EXERCISE BRIEF: Return, word for word, the part of the account of the Eric Garner arrest starting at "As he continues" and ending at "O’Neill, visibly buckled.".

SOURCE TEXT:
When D’Amico repeats the claim, an increasingly upset Garner asks, “To who? To who?”
When D’Amico answers, the witness recording the footage calls out, “That’s who had the fight. Yo, boss, that’s who had the fight.”
D’Amico orders the cameraman to stand back.
Garner points to the witnesses, including the man recording the incident, to prove he did nothing wrong.
As he continues to protest his innocence, Pantaleo and D’Amico each grabs one of Garner’s arms in an effort to take him into custody.
“Don’t touch me, please. Do not touch me,” Garner says.
The confrontation escalates quickly as Pantaleo grabs the slightly taller, but much heavier, Garner around the neck and tugs him backward. They fall against the glass window of a beauty supply shop, which, according to O’Neill, visibly buckled.
“It is at that point in the video that Officer Pantaleo is seen with his hands clasped together and his left forearm pressed against Mr. Garner’s neck in what does constitute a chokehold,” O’Neill said last year. "The NYPD court ruled that while certainly not preferable, that hold was acceptable during that brief moment in time because the risk of falling through the window was so high.
“But that exigent circumstance no longer existed, the court found, when Officer Pantaleo and Mr. Garner moved to the ground.”
In the footage, Pantaleo appears to ride Garner’s back to the ground as the bigger man falls onto his hands and knees. His arm remains around Garner’s neck.
Maldonado found that the officer’s use of the chokehold “fell so far short of objective reasonableness that this tribunal found it to be reckless, a gross deviation from the standard of conduct established for a New York City police officer.”
Moments after falling to the ground, Garner begins struggling to breathe.
Maldonado found that Pantaleo had ample opportunity to readjust his grip on Garner but did not do so. Instead, even as Garner was moved onto his side, the officer “kept his hands clasped and maintained the chokehold,” O’Neill wrote.
“Mr. Garner’s obvious distress is confirmed when he coughs and grimaces,” the commissioner said.
The footage shows that despite several other officers assisting in holding Garner still, Pantaleo lets go of his neck and presses the man’s head into the sidewalk.
“I can’t breathe,” Garner says in a strangled-sounding voice.
He utters the statement a total of 11 times before he loses consciousness.

SUPPLIED RECORDS:
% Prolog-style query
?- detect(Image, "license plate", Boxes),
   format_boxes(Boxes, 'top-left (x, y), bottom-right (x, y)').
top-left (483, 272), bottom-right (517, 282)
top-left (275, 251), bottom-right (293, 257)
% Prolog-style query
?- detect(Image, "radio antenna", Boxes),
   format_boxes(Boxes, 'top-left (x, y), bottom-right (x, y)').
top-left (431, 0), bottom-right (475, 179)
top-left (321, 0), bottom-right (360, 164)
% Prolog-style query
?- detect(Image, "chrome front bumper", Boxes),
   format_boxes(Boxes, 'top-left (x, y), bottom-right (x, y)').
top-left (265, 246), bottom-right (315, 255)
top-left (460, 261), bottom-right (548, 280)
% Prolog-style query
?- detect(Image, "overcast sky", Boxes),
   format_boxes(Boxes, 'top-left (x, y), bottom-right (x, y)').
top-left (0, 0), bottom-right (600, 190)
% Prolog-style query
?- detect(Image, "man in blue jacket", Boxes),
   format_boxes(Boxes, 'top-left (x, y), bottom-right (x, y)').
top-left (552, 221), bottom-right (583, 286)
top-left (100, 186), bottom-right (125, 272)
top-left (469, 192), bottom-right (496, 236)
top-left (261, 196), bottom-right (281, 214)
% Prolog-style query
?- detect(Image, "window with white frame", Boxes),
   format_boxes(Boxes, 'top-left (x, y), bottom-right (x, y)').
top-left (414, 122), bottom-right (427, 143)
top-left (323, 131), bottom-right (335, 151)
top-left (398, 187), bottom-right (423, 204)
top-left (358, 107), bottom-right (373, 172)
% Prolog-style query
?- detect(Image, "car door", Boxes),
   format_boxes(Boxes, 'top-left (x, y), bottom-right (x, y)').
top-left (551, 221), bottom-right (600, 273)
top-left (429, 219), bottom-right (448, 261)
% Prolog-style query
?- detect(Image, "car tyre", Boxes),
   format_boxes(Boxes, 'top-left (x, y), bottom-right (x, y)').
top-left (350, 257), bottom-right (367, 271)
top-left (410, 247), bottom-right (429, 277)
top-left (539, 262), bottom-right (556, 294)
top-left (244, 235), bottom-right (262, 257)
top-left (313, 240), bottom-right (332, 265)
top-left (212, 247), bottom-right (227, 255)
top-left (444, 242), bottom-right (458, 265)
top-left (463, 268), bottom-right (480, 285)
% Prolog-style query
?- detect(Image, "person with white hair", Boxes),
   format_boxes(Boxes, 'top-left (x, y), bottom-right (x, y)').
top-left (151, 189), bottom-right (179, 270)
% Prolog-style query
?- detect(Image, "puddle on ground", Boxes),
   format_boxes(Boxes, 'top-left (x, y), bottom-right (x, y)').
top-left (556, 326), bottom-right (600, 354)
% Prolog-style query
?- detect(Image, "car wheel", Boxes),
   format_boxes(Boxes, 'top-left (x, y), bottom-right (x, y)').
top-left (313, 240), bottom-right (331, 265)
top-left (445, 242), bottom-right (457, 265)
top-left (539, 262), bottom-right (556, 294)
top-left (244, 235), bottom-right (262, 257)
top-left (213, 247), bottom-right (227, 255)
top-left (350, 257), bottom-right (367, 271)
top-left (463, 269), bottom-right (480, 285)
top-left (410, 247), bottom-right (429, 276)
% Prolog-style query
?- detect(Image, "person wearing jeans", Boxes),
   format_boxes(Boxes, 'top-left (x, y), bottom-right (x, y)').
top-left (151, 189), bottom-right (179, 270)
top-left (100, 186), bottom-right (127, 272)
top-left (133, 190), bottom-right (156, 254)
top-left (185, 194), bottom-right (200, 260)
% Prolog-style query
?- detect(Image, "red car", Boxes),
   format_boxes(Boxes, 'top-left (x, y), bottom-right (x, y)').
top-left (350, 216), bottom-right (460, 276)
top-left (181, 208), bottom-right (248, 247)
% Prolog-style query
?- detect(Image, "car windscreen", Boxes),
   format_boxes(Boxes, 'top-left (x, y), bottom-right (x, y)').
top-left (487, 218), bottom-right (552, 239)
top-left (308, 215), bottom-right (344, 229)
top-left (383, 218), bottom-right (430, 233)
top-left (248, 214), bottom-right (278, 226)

RESPONSE FOR THIS EXERCISE:
As he continues to protest his innocence, Pantaleo and D’Amico each grabs one of Garner’s arms in an effort to take him into custody.
“Don’t touch me, please. Do not touch me,” Garner says.
The confrontation escalates quickly as Pantaleo grabs the slightly taller, but much heavier, Garner around the neck and tugs him backward. They fall against the glass window of a beauty supply shop, which, according to O’Neill, visibly buckled.